#### Set exercise
Reproduce each line of the material below word for word, omitting the pictures.

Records
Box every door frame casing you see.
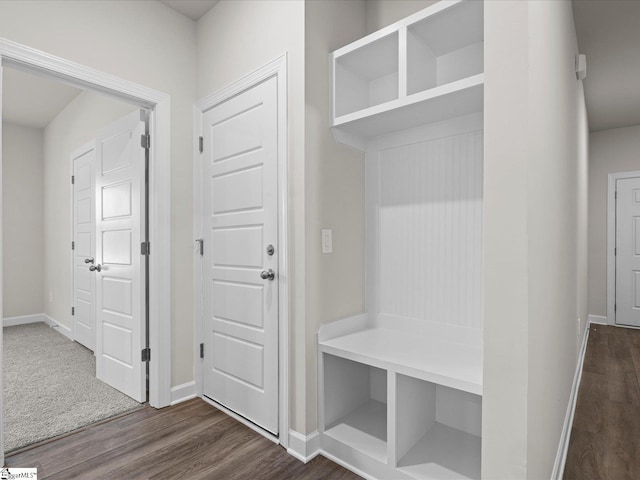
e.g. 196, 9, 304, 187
70, 138, 96, 353
607, 170, 640, 328
193, 53, 290, 448
0, 38, 171, 446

#### Result of the exercise
Box every door frame casing you see.
e.g. 196, 9, 304, 187
70, 138, 96, 353
607, 170, 640, 328
193, 53, 290, 448
0, 38, 171, 446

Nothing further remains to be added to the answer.